» WORK TO BE COMPLETED: Locate each line in the rows below that contains the word "side", and copy those lines out in full.

» RECORDS FOR THIS TASK:
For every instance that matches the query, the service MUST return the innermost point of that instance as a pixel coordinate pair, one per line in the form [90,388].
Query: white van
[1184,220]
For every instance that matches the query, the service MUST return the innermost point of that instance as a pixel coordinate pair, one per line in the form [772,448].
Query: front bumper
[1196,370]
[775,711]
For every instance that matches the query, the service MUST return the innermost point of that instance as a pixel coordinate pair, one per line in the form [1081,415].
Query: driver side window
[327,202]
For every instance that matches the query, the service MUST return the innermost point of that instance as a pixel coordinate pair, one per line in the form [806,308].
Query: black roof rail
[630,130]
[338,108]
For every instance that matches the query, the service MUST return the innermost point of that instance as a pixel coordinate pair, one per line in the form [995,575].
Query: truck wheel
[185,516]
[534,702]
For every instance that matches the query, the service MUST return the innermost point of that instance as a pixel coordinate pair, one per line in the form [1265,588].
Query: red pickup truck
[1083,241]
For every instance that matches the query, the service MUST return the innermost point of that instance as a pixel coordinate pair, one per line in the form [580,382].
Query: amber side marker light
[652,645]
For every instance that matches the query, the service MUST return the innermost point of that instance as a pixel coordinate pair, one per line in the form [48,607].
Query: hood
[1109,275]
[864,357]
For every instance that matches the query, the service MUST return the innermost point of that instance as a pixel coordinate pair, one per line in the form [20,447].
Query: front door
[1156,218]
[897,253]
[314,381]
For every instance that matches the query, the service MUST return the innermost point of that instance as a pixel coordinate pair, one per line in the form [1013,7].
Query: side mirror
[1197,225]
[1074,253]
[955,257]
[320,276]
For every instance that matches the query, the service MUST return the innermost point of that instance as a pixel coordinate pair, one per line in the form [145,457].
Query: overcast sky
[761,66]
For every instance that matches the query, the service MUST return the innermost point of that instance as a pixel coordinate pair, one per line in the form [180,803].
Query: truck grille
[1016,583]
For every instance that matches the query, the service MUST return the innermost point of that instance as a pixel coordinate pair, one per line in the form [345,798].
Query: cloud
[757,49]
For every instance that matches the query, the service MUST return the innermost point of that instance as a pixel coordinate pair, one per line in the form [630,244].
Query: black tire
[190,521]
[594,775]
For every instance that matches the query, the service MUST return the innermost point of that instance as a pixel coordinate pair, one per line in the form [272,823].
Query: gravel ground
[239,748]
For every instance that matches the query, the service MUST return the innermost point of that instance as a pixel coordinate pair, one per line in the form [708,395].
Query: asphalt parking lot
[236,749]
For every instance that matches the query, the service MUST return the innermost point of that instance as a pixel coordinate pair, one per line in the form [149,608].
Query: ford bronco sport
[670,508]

...

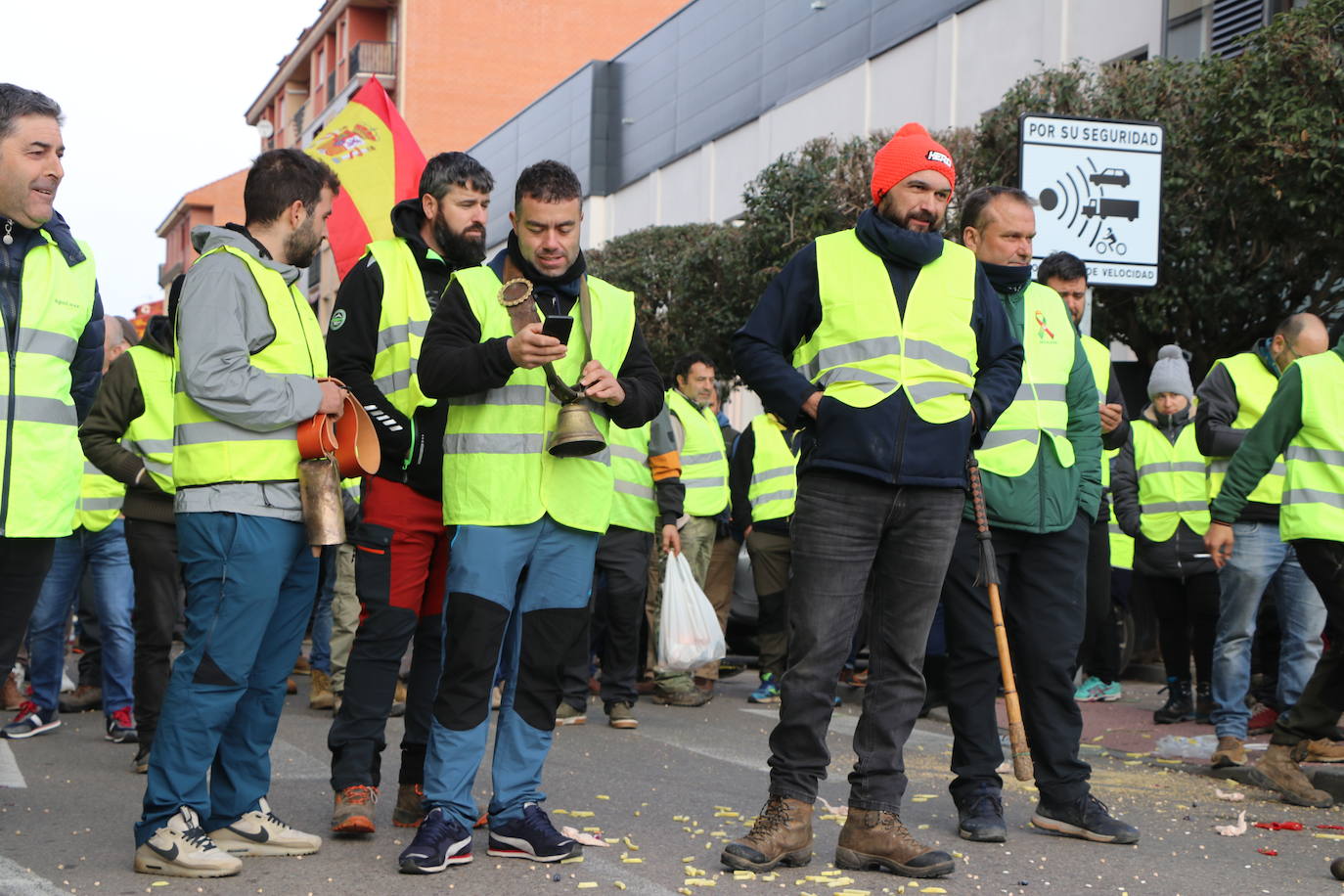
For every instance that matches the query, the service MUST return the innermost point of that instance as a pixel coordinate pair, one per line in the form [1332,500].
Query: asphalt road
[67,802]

» RESULT FOR THIS TASK:
Query: driver side window
Query: amber side marker light
Query: side mirror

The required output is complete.